### EXERCISE
All records below are to be set down exactly, each character intact.
(INFORMATION PROVIDED begins)
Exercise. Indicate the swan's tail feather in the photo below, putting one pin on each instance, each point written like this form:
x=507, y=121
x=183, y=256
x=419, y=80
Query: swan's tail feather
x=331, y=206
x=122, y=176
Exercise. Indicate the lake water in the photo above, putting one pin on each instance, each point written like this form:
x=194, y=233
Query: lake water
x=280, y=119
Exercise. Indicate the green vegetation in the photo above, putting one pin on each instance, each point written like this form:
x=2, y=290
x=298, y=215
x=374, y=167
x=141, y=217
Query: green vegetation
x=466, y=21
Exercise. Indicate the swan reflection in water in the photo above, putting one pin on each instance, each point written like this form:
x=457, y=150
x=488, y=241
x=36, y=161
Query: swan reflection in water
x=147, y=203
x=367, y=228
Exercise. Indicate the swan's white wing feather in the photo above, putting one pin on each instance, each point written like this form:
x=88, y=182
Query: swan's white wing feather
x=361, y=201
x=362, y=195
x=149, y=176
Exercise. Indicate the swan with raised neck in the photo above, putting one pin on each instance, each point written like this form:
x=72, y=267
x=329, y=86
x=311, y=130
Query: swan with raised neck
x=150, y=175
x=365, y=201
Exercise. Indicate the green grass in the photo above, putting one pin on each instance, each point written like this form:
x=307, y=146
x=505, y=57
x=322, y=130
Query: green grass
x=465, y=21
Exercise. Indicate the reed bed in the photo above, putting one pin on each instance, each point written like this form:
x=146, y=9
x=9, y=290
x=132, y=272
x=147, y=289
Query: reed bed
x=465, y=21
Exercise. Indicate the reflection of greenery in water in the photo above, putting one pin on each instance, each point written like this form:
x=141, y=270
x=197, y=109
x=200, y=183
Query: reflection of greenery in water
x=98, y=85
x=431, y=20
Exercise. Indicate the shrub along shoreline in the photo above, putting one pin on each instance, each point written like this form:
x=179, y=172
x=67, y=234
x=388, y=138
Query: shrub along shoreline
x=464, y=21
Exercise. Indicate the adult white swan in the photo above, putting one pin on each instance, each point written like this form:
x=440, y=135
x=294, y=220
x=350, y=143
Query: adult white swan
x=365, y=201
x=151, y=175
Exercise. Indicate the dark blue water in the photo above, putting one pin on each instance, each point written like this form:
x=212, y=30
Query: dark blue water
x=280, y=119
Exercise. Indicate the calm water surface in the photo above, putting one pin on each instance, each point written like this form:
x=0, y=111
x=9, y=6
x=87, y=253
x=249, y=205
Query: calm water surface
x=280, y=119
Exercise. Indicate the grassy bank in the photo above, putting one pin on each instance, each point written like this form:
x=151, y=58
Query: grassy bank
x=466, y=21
(INFORMATION PROVIDED ends)
### SOLUTION TO THE PROBLEM
Exercise. Indicate the swan's tail feather in the photo below, putting one pin on each instance, each point written like this form:
x=507, y=121
x=183, y=256
x=419, y=80
Query: swan's tail feather
x=331, y=206
x=122, y=176
Exercise. Indicate the lake water in the photo above, putting one pin on each instance, each point written like this form:
x=194, y=233
Query: lake water
x=280, y=119
Exercise. Indicate the green vegetation in the photo above, putting one pin on each instance, each point written like this form:
x=2, y=290
x=298, y=215
x=374, y=167
x=141, y=217
Query: green vegetation
x=466, y=21
Exercise. Indicate the swan reflection in water in the photo above, putting one pin on each instance, each point written like this form:
x=457, y=150
x=488, y=241
x=36, y=161
Query: swan reflection in water
x=147, y=203
x=367, y=228
Exercise. Indicate the swan's white wing feather in the photo above, putting one pin on each instance, each point written like this form:
x=88, y=182
Query: swan's white wing feather
x=361, y=201
x=362, y=195
x=149, y=176
Exercise. Indicate the swan with raised neck in the photo above, putting one pin on each instance, each point written like this form:
x=72, y=267
x=329, y=86
x=311, y=130
Query: swan with raised neck
x=150, y=175
x=365, y=201
Exercise. Indicate the green grass in the photo above, putting one pin on each instance, each point written like this form:
x=307, y=146
x=505, y=57
x=322, y=130
Query: green grass
x=465, y=21
Exercise. Indicate the reed bed in the photo above, putting one pin on each instance, each point written like this form:
x=146, y=9
x=9, y=290
x=132, y=272
x=147, y=289
Query: reed bed
x=465, y=21
Exercise. Indicate the reflection of greenery in water in the photo above, putting one pin on each instance, each point written like this form:
x=141, y=270
x=197, y=109
x=200, y=183
Query: reflection of greenery in water
x=98, y=85
x=431, y=20
Exercise. Indicate the shrub along shoreline in the photo above, putting one pin on each instance, each point written like this form:
x=179, y=172
x=67, y=234
x=388, y=138
Query: shrub along shoreline
x=464, y=21
Exercise. Indicate the adult white swan in the photo above, putting one pin on each instance, each point written like this form:
x=440, y=135
x=294, y=220
x=350, y=143
Query: adult white swan
x=365, y=201
x=151, y=175
Exercise. Indicate the dark blue water in the photo above, putting one pin on each instance, each point written like this form:
x=212, y=30
Query: dark blue water
x=280, y=119
Exercise. Indicate the calm water surface in the photo above, putting one pin on each instance, each point written like this form:
x=0, y=111
x=9, y=6
x=87, y=253
x=249, y=205
Query: calm water surface
x=280, y=119
Exercise. Indicate the grassy bank in the photo above, putting one pin on each instance, each point written like this form:
x=151, y=58
Query: grassy bank
x=466, y=21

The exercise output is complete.